● **DIRECTIONS FOR THIS TASK**
Update the records below, replacing every occurrence of "window sill" with "window ledge" and leaving all other text unchanged. Omit the pictures from your answer.

● **Picture annotation records**
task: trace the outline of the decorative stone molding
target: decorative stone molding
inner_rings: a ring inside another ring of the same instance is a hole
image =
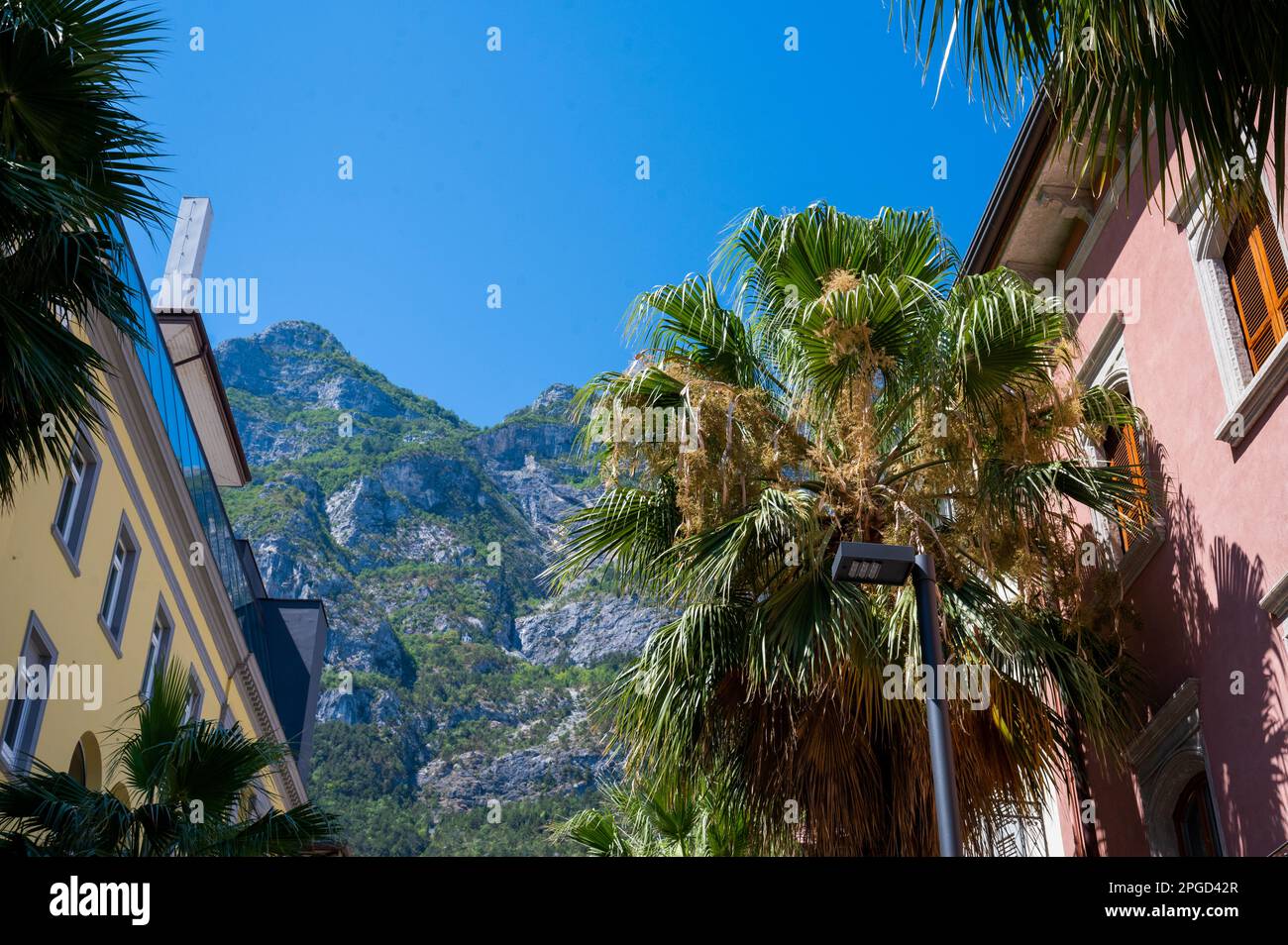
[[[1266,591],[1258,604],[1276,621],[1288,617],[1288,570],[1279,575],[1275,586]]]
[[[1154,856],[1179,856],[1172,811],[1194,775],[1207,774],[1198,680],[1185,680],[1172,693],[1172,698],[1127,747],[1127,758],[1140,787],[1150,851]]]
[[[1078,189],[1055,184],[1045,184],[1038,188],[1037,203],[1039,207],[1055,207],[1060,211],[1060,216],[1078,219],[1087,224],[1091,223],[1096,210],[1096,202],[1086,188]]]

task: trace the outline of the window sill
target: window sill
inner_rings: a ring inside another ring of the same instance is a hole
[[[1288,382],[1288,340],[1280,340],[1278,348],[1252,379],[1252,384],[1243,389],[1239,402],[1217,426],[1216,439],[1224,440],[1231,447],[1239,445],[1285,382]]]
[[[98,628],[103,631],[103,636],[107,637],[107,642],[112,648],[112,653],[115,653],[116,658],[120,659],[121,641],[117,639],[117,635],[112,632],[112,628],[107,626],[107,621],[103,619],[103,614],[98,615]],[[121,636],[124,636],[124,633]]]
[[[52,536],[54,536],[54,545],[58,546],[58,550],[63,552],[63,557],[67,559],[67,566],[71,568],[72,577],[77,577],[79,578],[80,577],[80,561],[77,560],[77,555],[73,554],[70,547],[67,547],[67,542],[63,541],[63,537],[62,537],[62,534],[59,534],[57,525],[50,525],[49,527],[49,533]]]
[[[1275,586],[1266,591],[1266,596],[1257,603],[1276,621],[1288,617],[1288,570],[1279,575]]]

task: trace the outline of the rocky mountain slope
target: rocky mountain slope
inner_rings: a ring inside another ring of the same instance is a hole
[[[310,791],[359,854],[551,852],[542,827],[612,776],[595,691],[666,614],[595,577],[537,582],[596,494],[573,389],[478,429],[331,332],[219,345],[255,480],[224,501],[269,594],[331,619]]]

● **WRITTEN ANSWER**
task: trace the outline of the decorative stone molding
target: decorative stone molding
inner_rings: a ring inside another ring of the same instance is a hole
image =
[[[1266,591],[1258,604],[1276,621],[1288,617],[1288,570],[1279,575],[1275,586]]]
[[[1154,856],[1179,856],[1172,811],[1194,775],[1207,774],[1198,680],[1185,680],[1172,693],[1172,698],[1127,747],[1127,758],[1140,787],[1150,851]]]
[[[1078,189],[1055,184],[1045,184],[1038,188],[1037,203],[1039,207],[1055,207],[1060,211],[1060,216],[1078,219],[1087,224],[1091,223],[1096,210],[1096,202],[1086,188]]]

task: trace the outline of the window ledge
target: window ledge
inner_rings: a ring inside another ring of the same instance is a hole
[[[1288,382],[1288,340],[1280,340],[1278,348],[1252,379],[1252,384],[1243,389],[1239,402],[1217,426],[1216,439],[1224,440],[1231,447],[1239,445],[1285,382]]]
[[[98,628],[103,631],[103,636],[107,637],[107,642],[112,648],[112,653],[115,653],[116,658],[120,659],[121,641],[117,639],[117,635],[112,632],[112,628],[107,626],[107,621],[103,619],[103,614],[98,615]],[[121,636],[124,636],[124,633]]]
[[[52,536],[54,536],[54,545],[58,546],[58,550],[63,552],[63,557],[67,559],[67,566],[71,568],[72,577],[77,577],[79,578],[80,577],[80,561],[77,560],[77,555],[73,554],[70,547],[67,547],[67,542],[63,541],[63,537],[62,537],[62,534],[59,534],[57,525],[50,525],[49,527],[49,533]]]
[[[1275,586],[1266,591],[1266,596],[1257,603],[1276,621],[1288,617],[1288,570],[1279,575]]]

task: trace the outline of the rocky mountain slope
target: rocky mountain slope
inner_rings: a ring inside another ring of the same instance is a hole
[[[310,791],[359,854],[551,852],[542,827],[612,776],[595,691],[666,614],[595,577],[537,582],[596,494],[573,389],[478,429],[331,332],[219,345],[255,480],[224,501],[269,594],[331,619]]]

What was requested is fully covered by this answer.